Segmentation dataset rows:
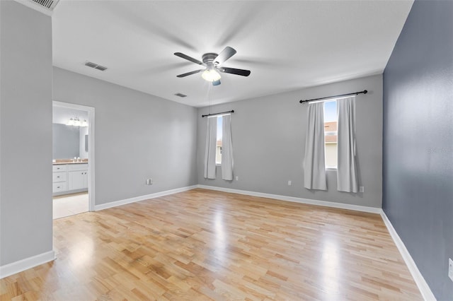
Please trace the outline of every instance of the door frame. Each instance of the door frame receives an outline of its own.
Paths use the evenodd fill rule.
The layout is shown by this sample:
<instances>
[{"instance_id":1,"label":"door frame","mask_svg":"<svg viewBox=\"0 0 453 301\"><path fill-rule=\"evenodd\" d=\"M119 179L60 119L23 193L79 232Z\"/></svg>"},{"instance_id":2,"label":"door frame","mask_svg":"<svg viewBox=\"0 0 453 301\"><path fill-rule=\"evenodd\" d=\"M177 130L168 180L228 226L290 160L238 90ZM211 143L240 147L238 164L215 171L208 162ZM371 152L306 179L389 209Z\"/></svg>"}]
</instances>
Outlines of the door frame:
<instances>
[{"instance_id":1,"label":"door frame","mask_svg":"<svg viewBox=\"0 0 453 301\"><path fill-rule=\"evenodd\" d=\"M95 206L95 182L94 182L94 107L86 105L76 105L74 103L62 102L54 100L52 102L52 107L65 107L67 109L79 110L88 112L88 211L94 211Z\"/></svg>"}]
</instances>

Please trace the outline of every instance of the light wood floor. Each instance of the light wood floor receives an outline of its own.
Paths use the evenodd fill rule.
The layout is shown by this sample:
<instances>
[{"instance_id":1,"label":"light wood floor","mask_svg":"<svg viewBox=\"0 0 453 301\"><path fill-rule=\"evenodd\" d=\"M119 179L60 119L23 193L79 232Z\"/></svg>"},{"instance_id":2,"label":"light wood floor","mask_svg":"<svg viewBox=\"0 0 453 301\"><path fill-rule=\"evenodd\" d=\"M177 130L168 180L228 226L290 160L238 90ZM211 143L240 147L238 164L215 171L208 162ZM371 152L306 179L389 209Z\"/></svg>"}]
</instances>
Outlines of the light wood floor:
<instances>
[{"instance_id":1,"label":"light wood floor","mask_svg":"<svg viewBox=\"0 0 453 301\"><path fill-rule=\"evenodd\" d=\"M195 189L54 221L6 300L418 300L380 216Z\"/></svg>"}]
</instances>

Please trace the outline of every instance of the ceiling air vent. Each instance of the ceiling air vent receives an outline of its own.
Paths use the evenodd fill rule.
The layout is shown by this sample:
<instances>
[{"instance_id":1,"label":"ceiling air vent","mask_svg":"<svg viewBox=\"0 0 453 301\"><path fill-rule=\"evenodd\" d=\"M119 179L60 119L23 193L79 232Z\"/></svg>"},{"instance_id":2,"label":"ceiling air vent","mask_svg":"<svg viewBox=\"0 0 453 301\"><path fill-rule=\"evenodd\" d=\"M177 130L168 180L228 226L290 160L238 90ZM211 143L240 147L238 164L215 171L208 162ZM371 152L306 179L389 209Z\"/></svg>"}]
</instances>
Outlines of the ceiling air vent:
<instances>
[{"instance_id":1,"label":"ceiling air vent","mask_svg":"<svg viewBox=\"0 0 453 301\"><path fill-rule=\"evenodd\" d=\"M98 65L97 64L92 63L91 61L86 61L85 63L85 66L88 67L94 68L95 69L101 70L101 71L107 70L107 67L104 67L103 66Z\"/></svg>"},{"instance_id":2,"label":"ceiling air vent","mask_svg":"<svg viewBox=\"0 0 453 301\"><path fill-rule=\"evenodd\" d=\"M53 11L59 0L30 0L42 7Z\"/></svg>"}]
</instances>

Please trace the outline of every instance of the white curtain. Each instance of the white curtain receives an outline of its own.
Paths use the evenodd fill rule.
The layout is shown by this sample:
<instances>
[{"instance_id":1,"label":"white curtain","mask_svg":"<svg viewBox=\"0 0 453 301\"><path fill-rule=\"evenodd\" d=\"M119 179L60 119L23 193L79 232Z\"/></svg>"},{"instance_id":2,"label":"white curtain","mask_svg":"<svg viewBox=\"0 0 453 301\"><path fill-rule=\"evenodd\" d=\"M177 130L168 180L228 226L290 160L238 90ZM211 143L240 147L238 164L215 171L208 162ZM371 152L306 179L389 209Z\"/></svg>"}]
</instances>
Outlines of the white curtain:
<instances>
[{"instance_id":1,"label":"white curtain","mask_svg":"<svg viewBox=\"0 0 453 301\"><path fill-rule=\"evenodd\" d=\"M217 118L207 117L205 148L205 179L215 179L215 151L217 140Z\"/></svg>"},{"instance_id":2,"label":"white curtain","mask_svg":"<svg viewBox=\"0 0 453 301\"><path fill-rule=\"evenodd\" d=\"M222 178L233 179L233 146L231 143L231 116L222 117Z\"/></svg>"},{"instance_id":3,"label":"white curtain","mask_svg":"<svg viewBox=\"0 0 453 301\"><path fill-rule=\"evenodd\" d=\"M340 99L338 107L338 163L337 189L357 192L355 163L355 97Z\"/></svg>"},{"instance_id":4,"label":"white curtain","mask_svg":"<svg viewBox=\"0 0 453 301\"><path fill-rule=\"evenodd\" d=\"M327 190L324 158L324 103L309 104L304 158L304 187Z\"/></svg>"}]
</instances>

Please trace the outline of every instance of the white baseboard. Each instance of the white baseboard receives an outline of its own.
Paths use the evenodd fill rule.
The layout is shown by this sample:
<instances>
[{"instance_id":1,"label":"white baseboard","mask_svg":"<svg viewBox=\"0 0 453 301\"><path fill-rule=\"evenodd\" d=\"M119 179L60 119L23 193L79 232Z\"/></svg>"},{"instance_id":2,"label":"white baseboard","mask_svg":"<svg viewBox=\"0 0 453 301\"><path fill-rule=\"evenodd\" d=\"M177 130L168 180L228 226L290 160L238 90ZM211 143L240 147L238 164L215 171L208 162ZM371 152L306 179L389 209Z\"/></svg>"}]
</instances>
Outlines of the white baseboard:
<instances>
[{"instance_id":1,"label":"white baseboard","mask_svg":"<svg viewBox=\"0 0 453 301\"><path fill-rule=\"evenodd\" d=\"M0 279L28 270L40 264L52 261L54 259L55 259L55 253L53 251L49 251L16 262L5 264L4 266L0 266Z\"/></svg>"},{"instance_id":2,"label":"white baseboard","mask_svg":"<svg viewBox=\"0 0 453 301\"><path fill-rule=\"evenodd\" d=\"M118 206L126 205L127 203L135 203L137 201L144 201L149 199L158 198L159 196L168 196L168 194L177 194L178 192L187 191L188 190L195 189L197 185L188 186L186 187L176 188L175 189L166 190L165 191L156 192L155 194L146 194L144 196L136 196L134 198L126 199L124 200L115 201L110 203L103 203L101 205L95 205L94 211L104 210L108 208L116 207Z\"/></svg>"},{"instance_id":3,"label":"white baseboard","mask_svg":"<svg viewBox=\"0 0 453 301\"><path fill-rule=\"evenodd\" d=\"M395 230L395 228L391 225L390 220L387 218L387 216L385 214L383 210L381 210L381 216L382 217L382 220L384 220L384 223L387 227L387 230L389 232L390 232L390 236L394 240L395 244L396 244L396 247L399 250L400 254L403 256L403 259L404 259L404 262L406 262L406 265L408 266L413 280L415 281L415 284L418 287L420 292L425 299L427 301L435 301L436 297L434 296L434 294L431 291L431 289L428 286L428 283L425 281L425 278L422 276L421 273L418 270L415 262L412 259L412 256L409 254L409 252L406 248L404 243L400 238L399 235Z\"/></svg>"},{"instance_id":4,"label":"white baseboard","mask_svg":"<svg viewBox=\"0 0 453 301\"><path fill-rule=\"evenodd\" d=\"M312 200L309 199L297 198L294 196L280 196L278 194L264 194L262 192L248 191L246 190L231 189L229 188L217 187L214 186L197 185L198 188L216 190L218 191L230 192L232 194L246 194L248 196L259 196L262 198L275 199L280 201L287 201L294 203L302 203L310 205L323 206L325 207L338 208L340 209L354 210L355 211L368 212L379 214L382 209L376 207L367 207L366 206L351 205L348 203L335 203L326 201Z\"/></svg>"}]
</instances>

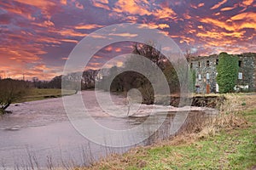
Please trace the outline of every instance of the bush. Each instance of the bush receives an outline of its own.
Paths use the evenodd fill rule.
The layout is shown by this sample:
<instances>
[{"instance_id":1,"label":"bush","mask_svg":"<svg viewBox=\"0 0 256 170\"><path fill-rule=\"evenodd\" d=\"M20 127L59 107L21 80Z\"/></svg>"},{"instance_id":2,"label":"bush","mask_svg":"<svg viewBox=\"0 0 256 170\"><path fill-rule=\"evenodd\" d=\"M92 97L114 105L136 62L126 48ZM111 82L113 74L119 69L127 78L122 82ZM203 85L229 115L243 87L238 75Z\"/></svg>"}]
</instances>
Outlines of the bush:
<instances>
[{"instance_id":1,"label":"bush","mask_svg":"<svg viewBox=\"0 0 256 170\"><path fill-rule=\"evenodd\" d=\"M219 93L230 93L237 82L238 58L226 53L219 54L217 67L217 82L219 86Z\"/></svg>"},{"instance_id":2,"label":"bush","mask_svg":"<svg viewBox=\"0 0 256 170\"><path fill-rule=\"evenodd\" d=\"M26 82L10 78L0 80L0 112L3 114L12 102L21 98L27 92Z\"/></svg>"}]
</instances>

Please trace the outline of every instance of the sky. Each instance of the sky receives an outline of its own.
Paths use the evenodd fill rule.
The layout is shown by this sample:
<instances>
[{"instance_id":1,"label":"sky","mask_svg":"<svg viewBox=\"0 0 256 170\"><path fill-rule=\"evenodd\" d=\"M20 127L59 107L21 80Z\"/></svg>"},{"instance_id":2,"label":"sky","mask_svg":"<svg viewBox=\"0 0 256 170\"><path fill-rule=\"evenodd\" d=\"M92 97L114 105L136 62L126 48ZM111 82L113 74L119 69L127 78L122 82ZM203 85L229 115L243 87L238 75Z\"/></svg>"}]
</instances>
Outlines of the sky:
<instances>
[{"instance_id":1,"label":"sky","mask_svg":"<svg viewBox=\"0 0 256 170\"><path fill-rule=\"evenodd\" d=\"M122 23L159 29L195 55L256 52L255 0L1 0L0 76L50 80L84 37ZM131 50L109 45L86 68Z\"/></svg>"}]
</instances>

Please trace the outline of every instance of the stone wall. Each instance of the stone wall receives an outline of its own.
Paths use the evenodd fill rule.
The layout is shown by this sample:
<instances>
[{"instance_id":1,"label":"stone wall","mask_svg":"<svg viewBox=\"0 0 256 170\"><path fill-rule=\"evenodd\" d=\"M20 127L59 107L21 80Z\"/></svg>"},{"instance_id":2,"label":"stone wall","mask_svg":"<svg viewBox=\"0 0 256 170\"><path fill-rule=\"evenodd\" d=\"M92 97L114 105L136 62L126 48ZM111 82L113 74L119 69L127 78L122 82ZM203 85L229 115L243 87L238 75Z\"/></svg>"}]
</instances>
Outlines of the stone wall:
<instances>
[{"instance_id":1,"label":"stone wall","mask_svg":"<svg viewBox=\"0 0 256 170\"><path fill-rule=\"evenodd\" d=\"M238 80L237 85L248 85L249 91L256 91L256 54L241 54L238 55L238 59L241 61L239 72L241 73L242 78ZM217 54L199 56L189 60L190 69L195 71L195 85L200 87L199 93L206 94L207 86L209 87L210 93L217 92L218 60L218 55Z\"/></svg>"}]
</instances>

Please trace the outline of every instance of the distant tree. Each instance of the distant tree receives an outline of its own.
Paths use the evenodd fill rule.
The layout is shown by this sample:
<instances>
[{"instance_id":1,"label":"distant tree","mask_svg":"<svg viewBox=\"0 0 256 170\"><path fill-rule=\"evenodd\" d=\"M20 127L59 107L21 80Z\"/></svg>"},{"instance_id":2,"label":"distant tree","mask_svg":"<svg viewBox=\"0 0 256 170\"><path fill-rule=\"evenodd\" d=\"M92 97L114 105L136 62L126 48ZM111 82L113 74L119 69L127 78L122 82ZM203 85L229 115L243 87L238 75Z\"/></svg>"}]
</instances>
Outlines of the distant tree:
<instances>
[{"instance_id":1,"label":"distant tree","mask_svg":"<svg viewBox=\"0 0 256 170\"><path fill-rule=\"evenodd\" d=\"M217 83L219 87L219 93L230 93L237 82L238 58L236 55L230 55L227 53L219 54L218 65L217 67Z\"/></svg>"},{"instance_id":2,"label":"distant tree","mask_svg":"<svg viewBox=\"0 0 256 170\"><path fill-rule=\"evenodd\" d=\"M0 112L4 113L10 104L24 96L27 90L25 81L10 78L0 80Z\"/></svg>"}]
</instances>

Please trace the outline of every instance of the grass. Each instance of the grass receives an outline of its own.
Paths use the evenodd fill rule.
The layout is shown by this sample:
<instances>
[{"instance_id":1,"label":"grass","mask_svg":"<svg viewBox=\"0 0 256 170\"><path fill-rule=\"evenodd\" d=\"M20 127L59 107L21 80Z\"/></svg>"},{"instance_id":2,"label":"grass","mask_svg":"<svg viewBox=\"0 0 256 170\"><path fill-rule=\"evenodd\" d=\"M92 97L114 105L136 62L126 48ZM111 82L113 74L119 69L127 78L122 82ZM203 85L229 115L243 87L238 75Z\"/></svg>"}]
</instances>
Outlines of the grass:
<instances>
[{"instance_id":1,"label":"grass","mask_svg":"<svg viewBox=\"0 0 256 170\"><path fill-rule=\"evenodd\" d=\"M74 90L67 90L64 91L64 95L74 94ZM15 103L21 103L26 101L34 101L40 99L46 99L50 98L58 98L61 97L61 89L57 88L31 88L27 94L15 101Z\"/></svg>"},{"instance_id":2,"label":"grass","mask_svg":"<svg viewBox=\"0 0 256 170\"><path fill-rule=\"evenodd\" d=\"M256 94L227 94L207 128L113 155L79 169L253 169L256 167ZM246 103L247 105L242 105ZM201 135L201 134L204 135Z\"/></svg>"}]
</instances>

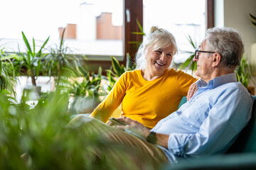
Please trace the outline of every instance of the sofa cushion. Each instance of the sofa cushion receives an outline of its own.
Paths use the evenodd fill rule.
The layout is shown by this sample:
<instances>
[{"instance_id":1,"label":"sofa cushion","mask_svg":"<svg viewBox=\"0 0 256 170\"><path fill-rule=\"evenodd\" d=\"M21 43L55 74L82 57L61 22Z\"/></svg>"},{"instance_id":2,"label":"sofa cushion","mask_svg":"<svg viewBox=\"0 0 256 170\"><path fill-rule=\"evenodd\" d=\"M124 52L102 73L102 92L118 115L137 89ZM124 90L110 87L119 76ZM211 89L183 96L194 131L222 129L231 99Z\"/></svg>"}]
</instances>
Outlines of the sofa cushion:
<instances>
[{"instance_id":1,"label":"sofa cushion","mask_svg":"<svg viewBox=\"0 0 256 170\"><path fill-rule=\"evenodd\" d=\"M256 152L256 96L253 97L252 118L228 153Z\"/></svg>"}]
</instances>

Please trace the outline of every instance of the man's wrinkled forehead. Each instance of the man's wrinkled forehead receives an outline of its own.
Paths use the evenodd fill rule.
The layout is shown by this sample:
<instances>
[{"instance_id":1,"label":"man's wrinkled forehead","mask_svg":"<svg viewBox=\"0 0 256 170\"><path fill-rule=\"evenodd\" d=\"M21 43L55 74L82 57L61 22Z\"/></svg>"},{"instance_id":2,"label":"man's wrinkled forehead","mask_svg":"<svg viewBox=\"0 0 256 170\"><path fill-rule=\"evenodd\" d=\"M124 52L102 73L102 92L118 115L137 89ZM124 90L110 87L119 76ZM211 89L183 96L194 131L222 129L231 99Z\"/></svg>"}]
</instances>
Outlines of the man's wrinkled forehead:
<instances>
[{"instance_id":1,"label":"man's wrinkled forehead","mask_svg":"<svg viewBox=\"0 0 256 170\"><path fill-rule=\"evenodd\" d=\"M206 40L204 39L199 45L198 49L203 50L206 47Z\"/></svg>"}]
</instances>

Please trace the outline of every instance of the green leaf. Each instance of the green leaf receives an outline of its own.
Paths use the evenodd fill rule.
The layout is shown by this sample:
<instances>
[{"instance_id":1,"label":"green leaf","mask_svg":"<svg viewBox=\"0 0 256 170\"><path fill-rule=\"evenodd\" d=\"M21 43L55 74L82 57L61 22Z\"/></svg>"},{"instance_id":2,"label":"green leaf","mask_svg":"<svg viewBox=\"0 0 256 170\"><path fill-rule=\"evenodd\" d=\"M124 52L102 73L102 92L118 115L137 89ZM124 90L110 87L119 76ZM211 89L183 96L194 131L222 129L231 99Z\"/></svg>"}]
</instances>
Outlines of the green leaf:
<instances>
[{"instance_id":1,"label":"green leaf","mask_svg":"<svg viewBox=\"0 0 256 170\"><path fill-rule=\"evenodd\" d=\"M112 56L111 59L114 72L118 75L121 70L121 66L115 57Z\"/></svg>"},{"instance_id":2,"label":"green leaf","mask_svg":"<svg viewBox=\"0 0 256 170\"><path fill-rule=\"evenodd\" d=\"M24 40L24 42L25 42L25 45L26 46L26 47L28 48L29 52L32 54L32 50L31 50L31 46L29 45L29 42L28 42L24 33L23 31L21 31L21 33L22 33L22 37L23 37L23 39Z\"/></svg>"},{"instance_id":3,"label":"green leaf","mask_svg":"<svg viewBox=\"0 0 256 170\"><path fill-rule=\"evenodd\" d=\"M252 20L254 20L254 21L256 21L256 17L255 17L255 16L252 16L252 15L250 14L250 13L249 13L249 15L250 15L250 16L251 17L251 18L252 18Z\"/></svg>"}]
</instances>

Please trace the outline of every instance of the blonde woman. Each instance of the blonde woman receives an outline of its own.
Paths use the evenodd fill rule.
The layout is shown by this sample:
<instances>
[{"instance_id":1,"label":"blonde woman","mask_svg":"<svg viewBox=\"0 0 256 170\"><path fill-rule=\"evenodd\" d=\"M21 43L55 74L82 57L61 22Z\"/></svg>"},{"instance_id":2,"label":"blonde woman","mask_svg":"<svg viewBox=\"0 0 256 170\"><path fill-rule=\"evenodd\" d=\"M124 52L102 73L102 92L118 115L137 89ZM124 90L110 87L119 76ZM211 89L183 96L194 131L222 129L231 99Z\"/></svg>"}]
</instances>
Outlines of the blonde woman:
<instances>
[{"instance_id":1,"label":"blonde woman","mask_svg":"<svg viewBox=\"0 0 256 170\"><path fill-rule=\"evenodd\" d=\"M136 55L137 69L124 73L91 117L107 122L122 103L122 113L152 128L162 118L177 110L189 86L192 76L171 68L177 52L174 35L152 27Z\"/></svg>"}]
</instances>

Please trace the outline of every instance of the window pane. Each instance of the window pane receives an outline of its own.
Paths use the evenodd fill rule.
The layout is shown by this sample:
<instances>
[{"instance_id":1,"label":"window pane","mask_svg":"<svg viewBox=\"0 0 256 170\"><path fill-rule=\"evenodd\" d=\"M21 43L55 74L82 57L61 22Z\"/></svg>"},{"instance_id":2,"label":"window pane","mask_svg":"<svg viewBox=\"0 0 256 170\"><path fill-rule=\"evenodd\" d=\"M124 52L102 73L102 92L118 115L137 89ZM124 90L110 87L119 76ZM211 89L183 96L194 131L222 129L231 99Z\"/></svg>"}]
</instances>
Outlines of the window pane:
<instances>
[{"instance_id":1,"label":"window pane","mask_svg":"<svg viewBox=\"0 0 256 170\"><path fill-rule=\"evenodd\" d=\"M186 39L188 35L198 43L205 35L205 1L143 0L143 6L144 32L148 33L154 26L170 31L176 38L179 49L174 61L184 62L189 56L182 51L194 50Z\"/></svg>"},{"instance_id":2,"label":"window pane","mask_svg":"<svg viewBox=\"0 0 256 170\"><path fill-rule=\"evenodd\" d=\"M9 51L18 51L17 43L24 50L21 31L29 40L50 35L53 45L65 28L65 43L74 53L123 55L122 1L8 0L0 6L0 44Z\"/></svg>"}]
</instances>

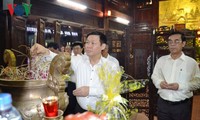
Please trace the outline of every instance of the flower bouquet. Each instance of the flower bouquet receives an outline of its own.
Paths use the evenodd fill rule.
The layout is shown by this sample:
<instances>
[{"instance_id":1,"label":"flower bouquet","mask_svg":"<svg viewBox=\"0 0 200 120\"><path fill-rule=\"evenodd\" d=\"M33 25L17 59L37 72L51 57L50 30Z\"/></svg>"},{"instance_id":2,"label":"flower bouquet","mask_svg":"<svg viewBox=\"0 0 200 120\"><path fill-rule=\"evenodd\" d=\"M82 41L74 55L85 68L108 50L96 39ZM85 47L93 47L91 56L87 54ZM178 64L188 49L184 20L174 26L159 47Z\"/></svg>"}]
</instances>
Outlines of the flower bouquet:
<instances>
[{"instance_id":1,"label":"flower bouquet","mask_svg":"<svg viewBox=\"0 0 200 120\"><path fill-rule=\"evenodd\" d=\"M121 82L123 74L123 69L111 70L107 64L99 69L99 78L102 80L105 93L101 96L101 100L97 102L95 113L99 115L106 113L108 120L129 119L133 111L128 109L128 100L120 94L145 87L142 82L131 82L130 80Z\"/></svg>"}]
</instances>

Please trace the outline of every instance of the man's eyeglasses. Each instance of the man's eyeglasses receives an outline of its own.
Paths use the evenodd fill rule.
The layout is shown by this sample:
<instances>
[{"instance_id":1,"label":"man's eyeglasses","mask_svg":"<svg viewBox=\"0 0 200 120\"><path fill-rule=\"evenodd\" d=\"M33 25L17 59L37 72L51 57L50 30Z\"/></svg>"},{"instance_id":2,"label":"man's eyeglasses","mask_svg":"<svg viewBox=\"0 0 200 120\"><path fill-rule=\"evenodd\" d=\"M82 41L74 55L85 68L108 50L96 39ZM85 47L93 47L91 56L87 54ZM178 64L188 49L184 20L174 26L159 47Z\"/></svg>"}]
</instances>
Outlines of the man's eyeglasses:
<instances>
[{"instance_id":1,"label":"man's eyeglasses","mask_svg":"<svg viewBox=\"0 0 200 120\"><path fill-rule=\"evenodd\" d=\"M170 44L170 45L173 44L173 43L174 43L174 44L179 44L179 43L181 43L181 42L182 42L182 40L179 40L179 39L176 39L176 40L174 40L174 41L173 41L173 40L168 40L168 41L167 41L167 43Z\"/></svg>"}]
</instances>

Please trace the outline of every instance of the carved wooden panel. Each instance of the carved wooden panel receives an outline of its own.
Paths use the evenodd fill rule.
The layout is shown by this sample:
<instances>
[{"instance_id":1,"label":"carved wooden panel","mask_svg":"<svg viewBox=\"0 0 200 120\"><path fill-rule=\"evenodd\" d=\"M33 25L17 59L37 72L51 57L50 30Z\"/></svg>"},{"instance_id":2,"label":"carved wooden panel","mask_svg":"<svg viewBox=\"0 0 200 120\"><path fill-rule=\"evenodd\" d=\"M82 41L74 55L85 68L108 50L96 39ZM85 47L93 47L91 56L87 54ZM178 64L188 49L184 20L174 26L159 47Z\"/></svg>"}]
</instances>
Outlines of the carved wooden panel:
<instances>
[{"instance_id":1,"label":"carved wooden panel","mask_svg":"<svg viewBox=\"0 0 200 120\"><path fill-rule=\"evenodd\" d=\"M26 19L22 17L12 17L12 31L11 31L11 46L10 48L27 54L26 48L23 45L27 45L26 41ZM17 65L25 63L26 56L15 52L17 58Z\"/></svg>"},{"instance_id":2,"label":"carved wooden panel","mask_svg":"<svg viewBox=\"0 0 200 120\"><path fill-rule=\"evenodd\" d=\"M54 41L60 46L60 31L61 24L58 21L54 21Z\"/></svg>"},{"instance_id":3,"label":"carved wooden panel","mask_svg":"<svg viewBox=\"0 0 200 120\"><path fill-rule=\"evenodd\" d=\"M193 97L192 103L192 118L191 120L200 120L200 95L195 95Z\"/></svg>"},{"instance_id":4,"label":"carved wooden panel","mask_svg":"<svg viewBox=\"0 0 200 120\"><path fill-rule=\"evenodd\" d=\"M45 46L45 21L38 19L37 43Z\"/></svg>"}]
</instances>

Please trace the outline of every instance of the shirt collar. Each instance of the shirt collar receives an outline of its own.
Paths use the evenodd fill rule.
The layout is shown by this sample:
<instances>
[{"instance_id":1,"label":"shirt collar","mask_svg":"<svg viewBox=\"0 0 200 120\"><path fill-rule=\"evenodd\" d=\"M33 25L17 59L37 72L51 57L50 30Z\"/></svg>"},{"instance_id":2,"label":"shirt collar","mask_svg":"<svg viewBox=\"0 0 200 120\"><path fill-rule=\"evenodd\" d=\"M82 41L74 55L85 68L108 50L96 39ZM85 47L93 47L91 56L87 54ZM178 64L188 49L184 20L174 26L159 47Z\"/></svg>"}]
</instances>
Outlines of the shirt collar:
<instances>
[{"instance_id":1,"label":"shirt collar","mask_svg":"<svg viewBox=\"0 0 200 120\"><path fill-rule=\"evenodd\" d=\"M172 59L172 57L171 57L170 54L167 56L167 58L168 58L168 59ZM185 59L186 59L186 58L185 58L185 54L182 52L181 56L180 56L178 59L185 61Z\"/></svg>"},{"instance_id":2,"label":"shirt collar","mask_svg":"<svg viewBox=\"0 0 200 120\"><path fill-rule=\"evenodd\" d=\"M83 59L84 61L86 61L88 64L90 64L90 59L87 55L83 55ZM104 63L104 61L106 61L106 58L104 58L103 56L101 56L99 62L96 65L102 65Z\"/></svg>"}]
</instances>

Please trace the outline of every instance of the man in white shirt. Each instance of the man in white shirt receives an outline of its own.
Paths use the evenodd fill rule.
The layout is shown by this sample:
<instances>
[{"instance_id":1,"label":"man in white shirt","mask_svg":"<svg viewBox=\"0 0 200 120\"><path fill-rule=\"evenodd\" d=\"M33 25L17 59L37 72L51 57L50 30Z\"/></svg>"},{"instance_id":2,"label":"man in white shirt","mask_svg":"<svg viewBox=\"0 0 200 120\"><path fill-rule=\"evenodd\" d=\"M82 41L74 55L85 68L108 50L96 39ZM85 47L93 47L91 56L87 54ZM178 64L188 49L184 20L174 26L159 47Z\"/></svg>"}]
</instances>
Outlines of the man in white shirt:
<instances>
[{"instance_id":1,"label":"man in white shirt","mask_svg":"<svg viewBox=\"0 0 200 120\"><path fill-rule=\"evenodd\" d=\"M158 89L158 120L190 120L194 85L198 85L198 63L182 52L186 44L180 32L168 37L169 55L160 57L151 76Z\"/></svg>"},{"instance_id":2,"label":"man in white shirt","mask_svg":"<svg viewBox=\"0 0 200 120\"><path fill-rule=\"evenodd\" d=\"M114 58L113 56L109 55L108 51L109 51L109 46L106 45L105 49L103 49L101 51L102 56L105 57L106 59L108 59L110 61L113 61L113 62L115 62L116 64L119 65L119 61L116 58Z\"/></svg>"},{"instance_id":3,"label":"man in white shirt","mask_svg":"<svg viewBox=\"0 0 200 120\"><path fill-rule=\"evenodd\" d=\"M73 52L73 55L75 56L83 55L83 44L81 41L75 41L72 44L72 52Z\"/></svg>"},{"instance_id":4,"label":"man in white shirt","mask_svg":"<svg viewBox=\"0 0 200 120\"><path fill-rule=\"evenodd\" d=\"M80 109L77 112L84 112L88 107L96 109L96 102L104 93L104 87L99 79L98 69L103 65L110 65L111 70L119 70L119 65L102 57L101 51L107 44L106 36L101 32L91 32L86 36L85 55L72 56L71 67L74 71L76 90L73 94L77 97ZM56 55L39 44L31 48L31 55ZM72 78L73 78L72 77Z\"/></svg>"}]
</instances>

» Task directions
Please print everything in the rows above from the line containing "Please trace the outline of every instance of the ceiling" down to the line containing "65L97 64L92 63L91", both of those lines included, reproducing each line character for character.

» Response to the exercise
Please trace the outline of every instance of the ceiling air vent. Each instance of the ceiling air vent receives an outline of its own.
Paths use the evenodd fill rule.
The layout is shown by this sample:
<instances>
[{"instance_id":1,"label":"ceiling air vent","mask_svg":"<svg viewBox=\"0 0 453 301\"><path fill-rule=\"evenodd\" d=\"M119 179L60 119L23 193L79 232Z\"/></svg>"},{"instance_id":2,"label":"ceiling air vent","mask_svg":"<svg viewBox=\"0 0 453 301\"><path fill-rule=\"evenodd\" d=\"M177 130L168 180L228 226L290 160L238 90ZM211 143L240 147L238 164L215 171L208 162ZM371 152L306 179L389 209Z\"/></svg>"}]
</instances>
Outlines of the ceiling air vent:
<instances>
[{"instance_id":1,"label":"ceiling air vent","mask_svg":"<svg viewBox=\"0 0 453 301\"><path fill-rule=\"evenodd\" d=\"M98 65L97 64L92 63L91 61L86 61L85 63L85 66L88 67L94 68L95 69L101 70L101 71L107 70L107 67L104 67L103 66Z\"/></svg>"},{"instance_id":2,"label":"ceiling air vent","mask_svg":"<svg viewBox=\"0 0 453 301\"><path fill-rule=\"evenodd\" d=\"M53 11L59 0L30 0L42 7Z\"/></svg>"}]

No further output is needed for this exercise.